---- Extract to read

You know, the first time I went to New York, I got into an awful lot of trouble in a bagel shop. I asked for a British-sized bagel. The waitress said, "What is that?" I said, "Your food sizes are insane in this country. Give me a half-size bagel, and I'll pay full price." She got angry. She threw me out. And now I can't get a bagel anywhere on the Lower East Side. The sad thing about that is that story is entirely true.

We've got the same 12 teams as before, the same 10 non-differentiators that we're interested in. Now when they reach zero demand, they are transitioned into the operations team, who will do all the maintenance tasks as well as live support.

And the end state is the operations team maintaining everything and supporting everything. And now you have the flexibility to resize teams, retire teams, allocate services to different teams. It's entirely up to you what you do with this. Listen to your heart.

But whatever you do, your operations team is going to be awfully busy.

So what's good here is you do achieve greater capacity and lower costs, which in this economy is super important. But there's a lot of problems here.

Number one is reliability takes a big hit, okay? Because your entirely blameless operations team are affected by two things.

One, their cognitive load is going to be really high. There's no limit to the number of zero-demand services that can be imposed upon them. They have to work long hours. Their work in progress is really high. Mistakes are going to creep in.

And number two, it's unlikely they'll be given the time and space necessary to acquire the technical skills and domain knowledge to rapidly complete maintenance tasks to a similar standard as when services were with the delivery teams.

Future feature delivery is another big problem here, right, that I'm sure people have seen before. One operations team owning many zero-demand services means one of two things: zero business owners or many business owners. So prioritization, then, is really hard, an endless bun fight over an ever-growing support backlog.

And there's a lack of job satisfaction here because developers feel that they're in a never-ending feature factory, and your operations team feel that they're in a never-ending dumping ground. And they're both right.

There's a countermeasure to the problems caused by this maintenance mode solution. You can do a reverse transition, right? You can suck a zero-demand service back out of the operations team into a short-lived, newly funded delivery team, who will complete a small backlog of stability enhancements or long-planned features, and then it can go back into the operations team.

Here's our American retailer again. You can see in the middle there's a payment service that's being sucked back out of the operations team into a payments V2 team, because of course the payments V1 team is long gone.

I've seen this solution a bunch of times in the wild, and this countermeasure, and it's flawed.

Your new delivery team will lack the domain knowledge necessary to rapidly complete their work. And a reverse transition out of an operations team is like an order of magnitude more painful for everyone than a transition into your operations team.

--------
---- Entries

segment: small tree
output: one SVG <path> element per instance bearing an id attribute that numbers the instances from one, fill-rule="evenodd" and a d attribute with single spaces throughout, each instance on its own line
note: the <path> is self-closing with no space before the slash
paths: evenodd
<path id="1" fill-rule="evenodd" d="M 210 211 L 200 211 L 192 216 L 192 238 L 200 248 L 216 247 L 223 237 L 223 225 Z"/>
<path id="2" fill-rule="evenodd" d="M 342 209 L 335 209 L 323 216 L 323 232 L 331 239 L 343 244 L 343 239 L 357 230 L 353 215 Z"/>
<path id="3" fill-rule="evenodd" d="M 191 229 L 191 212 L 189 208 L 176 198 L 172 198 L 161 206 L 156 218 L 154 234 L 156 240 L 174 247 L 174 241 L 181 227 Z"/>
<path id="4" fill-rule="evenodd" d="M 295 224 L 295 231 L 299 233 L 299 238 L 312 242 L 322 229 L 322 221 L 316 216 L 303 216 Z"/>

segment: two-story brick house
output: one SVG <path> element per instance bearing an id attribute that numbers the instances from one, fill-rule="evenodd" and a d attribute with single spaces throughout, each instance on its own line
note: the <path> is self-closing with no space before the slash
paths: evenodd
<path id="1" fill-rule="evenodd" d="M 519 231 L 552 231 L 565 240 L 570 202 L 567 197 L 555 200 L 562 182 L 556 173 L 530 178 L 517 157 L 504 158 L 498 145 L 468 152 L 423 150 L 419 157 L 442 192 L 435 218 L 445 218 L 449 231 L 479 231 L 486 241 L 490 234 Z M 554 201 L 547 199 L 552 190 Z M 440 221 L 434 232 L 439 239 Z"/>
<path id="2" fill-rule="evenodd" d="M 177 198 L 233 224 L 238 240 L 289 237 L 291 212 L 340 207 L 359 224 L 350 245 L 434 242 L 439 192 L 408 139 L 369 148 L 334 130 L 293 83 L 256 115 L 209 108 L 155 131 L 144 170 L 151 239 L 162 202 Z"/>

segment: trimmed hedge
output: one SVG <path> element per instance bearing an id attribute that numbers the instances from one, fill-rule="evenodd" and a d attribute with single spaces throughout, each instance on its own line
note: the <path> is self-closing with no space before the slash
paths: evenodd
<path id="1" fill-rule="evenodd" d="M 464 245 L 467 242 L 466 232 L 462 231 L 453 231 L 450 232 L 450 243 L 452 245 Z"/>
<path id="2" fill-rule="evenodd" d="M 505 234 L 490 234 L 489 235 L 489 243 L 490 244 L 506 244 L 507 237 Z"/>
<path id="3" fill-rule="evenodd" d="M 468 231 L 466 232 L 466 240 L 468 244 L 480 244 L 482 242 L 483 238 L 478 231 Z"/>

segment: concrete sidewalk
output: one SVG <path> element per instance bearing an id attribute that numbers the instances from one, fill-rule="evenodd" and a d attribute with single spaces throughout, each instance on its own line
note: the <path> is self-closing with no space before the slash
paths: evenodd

--------

**Your tasks**
1. Answer these questions about the talk on handing zero-demand services to an operations team:
(a) What size of bagel did the speaker ask for in the New York bagel shop?
(b) How many non-differentiators are the teams interested in?
(c) Which team is the payment service being moved back into?
2. Which problems does the talk on handing zero-demand services to an operations team list for this maintenance mode approach?
3. Continue the talk on handing zero-demand services to an operations team from its last sentence.

**Exercise results**
1.
(a) A British-sized bagel, which the speaker then described as a half-size bagel.
(b) 10.
(c) A payments V2 team.

2.
- Reliability takes a big hit.
- Future feature delivery suffers because prioritization becomes hard.
- There is a lack of job satisfaction.

3.
I know a company where there's a 300-question spreadsheet before an operations team will take on maintenance tasks as well as live support. And to do a reverse transition back out of the operations team, there's a separate 100-question spreadsheet where every question is a cunningly worded variant of, "Could you please do a better job than last time?"

And yes, of course, when the developers are finished doing a better job than last time, when they've finished implementing those stability enhancements or those long-planned features, it's back into the operations team, and let's do that 300-question spreadsheet all over again. But this time your operations team are really waiting for you.

It's a time-consuming, wasteful merry-go-round.

Back to our survey results for the operations team solution. 66% of responders said, yes, we had increased capacity, and 55% said, yes, we saw reduced costs. That's good. That means you've achieved those new outcomes.

But 55% agreed that reliability took a really big hit. One responder said, "We had a lovely time once," by which I know they are British, and it was not a lovely time. They spent 20 hours fixing a broken deploy because their blameless operations team had been unable to complete maintenance tasks for a year, so there was no rollback pathway at all.

And 55% felt that feature delivery was more difficult than before. Somebody very angrily wrote to me saying, "The ability to handle maintenance tasks is a very painful concept. Here we have outsourced operations contracts with no time dedicated for all upgrade work. Everything has to be a purchase order and a change request. The amount of waste in this process is criminal."

Don't worry, I did actually phone the police about that one. They told me to stop phoning them.

88% of responders saw a drop in staff happiness. One developer said to me, "The operations team here is permanently unhappy looking after services they didn't build and trying to upgrade them all the time, and I feel bad for them."

So what we see with this solution is it achieves those new outcomes in the short term. That probably explains why it's so popular, right? But in the medium to long term, it kills your existing outcomes that you're trying to protect. Maybe that explains why I've seen this solution cause so many problems.

All right. Our final maintenance mode solution is to form multi-product teams. It's a solution we've designed with some of our customers. This could be a move away from either of those prior solutions that we've seen, or maybe it's your starting point.

Either way, the You Build It, You Run It operating model is a prerequisite for multi-product teams. So we'll need to talk about that first.

So at the Europe 2021 event, I spoke with Simon Skelton from John Lewis & Partners, a UK retailer similar to Nordstrom over here. He shared how we introduced the You Build It, You Run It operating model to 30 teams and 40 digital services as part of their transformation journey.

You Build It, You Run It is an operating model in which teams build and run their own digital services. It means product managers are incentivized to prioritize reliability alongside functionality because they're accountable for both. And it means that developers are incentivized for the long term to continually build reliability into everything that they do. Think of it as better insurance for your most valuable business outcomes.

This new operating model gave John Lewis & Partners an annual deploy count that was 26 times higher than before, a time to repair that was twice as fast, and revenue protection was four times higher.

I co-authored a print book on You Build It, You Run It a year ago. I've got some copies in the back. Come and find me afterwards if you'd like one. It's no problem at all.

So the obvious follow-on question we have here is what would happen if we applied You Build It, You Run It principles of outcome-oriented teams, zero handoffs, and clear incentives to zero-demand services?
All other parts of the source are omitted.